*Исходный текст*.
------------------------------------------------------------
Нестандартная ситуация
Олег Еремин отказался делать показ по тексту драматурга Юрия Клавдиева и сделал читку. Он выбрал двух актеров Александринского театра, в котором работает сам. Первую половину текста читал Андрей Матюков, у которого есть опыт работы с современной драматургией (он играет моноспектакль «ЯР.МО. Contra et Pro» по текстам Ярослава Могутина, режиссер Юрий Васильев). Вторую половину читала уникальная петербургская артистка Елена Немзер, которая еще нигде и никак не встречалась с современной драматургией.
Клавдиев перед читкой отметил, что катализатором его текста являлась та самая квартира. Результатом посещения этого пространства стал поток сознания, в котором рефреном звучит фраза «Играть зимой». Эта фраза здесь и вопрос, и постановка задачи. В потоке слов соединяются мысли и воспоминания о зиме, о смерти, о холодной кирпичной стене, о Кае, который выкладывает слово «Вечность» — но не из льдинок, а из отмороженных ушей, о руке ребенка, которая ищет закатившуюся в подвал шайбу, а натыкается на студенистую трупную массу. Где-то по пути выясняется, что это мысли подростка, который слушает скучные тосты взрослых и ждет счастья и тепла. Пустая квартира, пустой двор, друг, которого потом, когда он вырастет и станет алкоголиком, убьет током, и весенние проталины, похожие на трупные пятна зимы или земли. В финале найден ответ: «Играть зимой, чтобы не сойти с ума от ощущения близости смерти».
------------------------------------------------------------
*Фрагмент источника*.
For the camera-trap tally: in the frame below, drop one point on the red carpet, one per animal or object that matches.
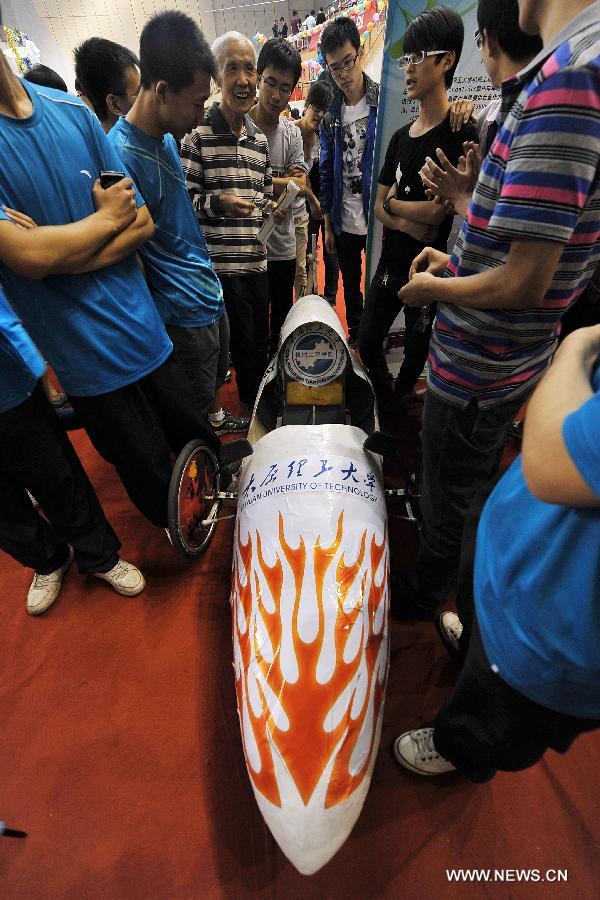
------------------------------------------------------------
*Задания*.
1. Верните из текста о читке Клавдиева отрывок, который начинается со слов «Нестандартная ситуация» и заканчивается словами «с современной драматургией.».
2. Какая фраза, согласно тексту о читке Клавдиева, звучит рефреном в потоке сознания?

*Ответы ниже*.
1.
Нестандартная ситуация
Олег Еремин отказался делать показ по тексту драматурга Юрия Клавдиева и сделал читку. Он выбрал двух актеров Александринского театра, в котором работает сам. Первую половину текста читал Андрей Матюков, у которого есть опыт работы с современной драматургией (он играет моноспектакль «ЯР.МО. Contra et Pro» по текстам Ярослава Могутина, режиссер Юрий Васильев). Вторую половину читала уникальная петербургская артистка Елена Немзер, которая еще нигде и никак не встречалась с современной драматургией.

2. Фраза «Играть зимой».